(Dataset excerpts on object pointing)

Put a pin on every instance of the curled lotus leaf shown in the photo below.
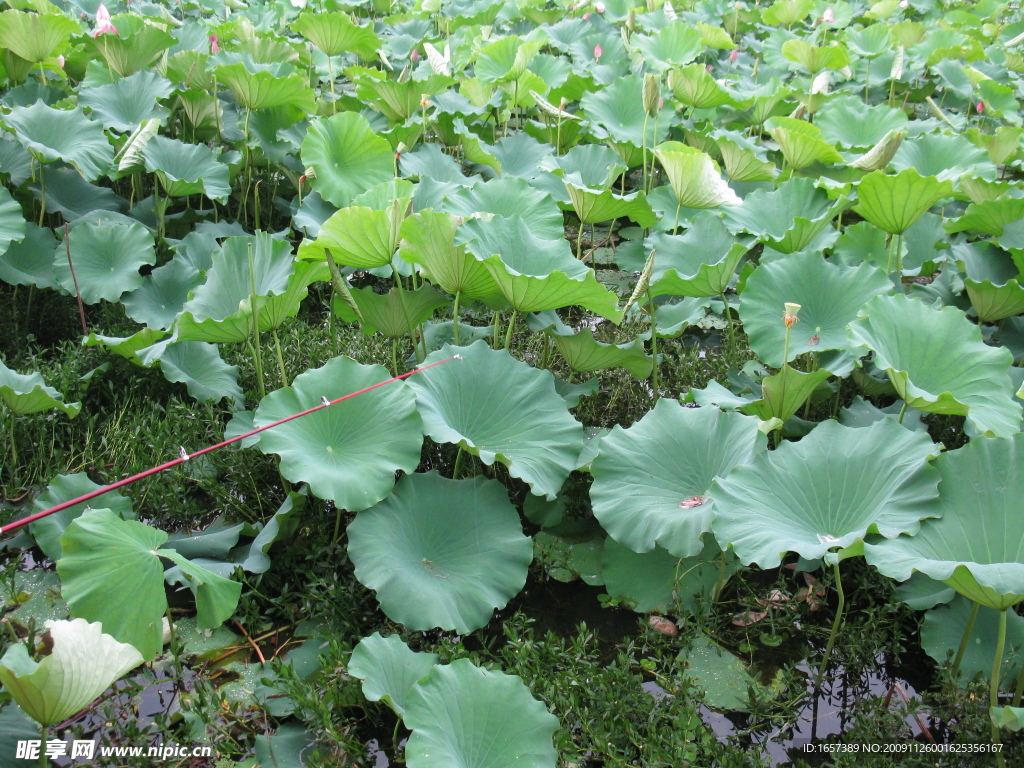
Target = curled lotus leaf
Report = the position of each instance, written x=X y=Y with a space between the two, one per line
x=975 y=547
x=462 y=715
x=349 y=452
x=651 y=480
x=829 y=491
x=526 y=427
x=441 y=553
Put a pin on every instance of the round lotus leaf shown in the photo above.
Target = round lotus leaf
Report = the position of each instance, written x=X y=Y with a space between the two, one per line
x=472 y=718
x=389 y=669
x=500 y=410
x=976 y=545
x=346 y=157
x=107 y=256
x=651 y=480
x=441 y=553
x=350 y=451
x=830 y=297
x=828 y=491
x=938 y=363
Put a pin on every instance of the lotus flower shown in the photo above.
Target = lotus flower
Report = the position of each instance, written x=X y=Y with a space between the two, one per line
x=103 y=25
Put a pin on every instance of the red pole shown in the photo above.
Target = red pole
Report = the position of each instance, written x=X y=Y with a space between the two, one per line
x=185 y=456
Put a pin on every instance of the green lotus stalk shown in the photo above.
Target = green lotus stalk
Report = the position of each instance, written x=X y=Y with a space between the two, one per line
x=967 y=633
x=836 y=623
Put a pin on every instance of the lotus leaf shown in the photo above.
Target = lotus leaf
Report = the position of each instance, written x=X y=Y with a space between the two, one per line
x=441 y=553
x=938 y=363
x=830 y=489
x=102 y=553
x=975 y=546
x=389 y=670
x=28 y=393
x=527 y=428
x=462 y=715
x=347 y=157
x=84 y=662
x=47 y=530
x=62 y=134
x=531 y=272
x=651 y=480
x=830 y=297
x=349 y=452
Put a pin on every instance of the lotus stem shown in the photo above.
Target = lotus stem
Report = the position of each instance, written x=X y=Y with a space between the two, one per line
x=455 y=317
x=511 y=328
x=281 y=357
x=964 y=640
x=993 y=684
x=836 y=623
x=655 y=383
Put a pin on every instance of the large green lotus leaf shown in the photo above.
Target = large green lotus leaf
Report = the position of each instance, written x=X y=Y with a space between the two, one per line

## EXERCISE DESCRIPTION
Retype all of the items above word for word, leaving out the pictures.

## WRITTEN SOLUTION
Put a pin on every instance of the curled lotus leaf shown in the photo below.
Target = curled lotus leaf
Report = the position of each instance, written x=X y=Y with a space between the two, one per line
x=975 y=547
x=462 y=715
x=349 y=452
x=651 y=480
x=829 y=491
x=526 y=427
x=441 y=553
Put a pin on every instance of the round lotus leaf shown in the photo above.
Target = round lotus leaf
Report = the position of each instance, written x=X y=Y with a space between the two, one per line
x=472 y=718
x=389 y=669
x=500 y=410
x=976 y=545
x=346 y=157
x=107 y=256
x=651 y=480
x=441 y=553
x=350 y=451
x=830 y=297
x=828 y=491
x=938 y=363
Put a pin on every instance of the lotus flower shown in the photo above.
Target = lotus flower
Report = the position of each instance, written x=X y=Y with a space between the two, one per line
x=103 y=25
Put a pin on every instance of the red pole shown in the photo above.
Target = red pole
Report = the position of each instance, written x=X y=Y with a space between the two, one per line
x=185 y=456
Put a pin on every instance of the green lotus stalk shown in the photo above.
Target = green lotus stalk
Report = the position of each instance, written x=X y=Y with a space between the two, one per line
x=967 y=633
x=836 y=623
Put a pin on every instance of the lotus leaf shown in the photo above.
Target = lotus leaf
Report = the position of each instance, written x=X y=Y with a space between the two, one per line
x=441 y=553
x=938 y=363
x=830 y=489
x=102 y=553
x=975 y=546
x=389 y=670
x=28 y=393
x=527 y=428
x=462 y=715
x=347 y=157
x=84 y=662
x=47 y=530
x=62 y=134
x=531 y=272
x=651 y=480
x=830 y=297
x=349 y=452
Put a pin on every instance of the lotus stem shown in the photo above.
Target = lotus stem
Report = the position of each instance, written x=X y=Y with a space between the two, one per line
x=455 y=317
x=511 y=328
x=281 y=357
x=964 y=640
x=993 y=684
x=836 y=623
x=655 y=383
Put a pin on every instance of the large green lotus leaf shown in the photo above.
Target = large green lotus leaf
Report = the position of each instance, written x=X y=Y with a space between the two, one per line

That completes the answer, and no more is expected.